◆ **PROVIDED DATA**
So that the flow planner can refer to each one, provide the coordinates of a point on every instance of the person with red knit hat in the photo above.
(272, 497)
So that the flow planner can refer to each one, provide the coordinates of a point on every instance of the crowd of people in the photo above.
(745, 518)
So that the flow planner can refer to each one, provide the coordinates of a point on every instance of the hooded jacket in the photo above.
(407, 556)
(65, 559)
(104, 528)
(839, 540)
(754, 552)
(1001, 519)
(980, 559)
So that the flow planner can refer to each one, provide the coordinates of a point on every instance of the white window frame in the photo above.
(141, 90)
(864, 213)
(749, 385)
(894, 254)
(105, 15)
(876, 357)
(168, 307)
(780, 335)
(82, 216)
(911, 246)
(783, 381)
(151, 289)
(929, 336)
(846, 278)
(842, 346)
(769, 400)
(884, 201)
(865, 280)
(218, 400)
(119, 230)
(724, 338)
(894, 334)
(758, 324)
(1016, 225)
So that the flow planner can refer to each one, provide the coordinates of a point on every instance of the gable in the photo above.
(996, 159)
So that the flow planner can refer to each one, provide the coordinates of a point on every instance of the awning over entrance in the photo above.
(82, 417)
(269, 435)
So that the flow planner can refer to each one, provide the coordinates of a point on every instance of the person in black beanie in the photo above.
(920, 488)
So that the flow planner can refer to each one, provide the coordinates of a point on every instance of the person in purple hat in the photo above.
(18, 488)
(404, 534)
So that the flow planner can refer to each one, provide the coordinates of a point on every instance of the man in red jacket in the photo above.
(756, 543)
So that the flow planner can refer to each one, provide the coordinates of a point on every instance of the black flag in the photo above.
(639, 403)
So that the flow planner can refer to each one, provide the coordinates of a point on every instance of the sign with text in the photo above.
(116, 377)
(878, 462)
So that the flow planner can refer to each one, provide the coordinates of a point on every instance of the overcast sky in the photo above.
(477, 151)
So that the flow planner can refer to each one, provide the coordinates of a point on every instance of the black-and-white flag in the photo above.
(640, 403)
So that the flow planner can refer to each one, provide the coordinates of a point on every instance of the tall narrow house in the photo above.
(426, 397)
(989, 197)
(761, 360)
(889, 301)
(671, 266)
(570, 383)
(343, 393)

◆ **TASK REQUIREMENTS**
Return unchanged the lines of the rows starting at the one that contains "black-and-white flag in the photo above." and ending at the last line, including both of those lines.

◆ **RESULT OF THE TASK**
So that the flow planner can refer to each one, provide the coordinates of a point on every instance of the black-and-white flag in the photo above.
(640, 403)
So that the flow planner can refer to each one, provide the coordinates of a point on every instance of the tall narrow house in the photo above.
(426, 397)
(989, 197)
(761, 360)
(889, 301)
(671, 266)
(570, 383)
(343, 393)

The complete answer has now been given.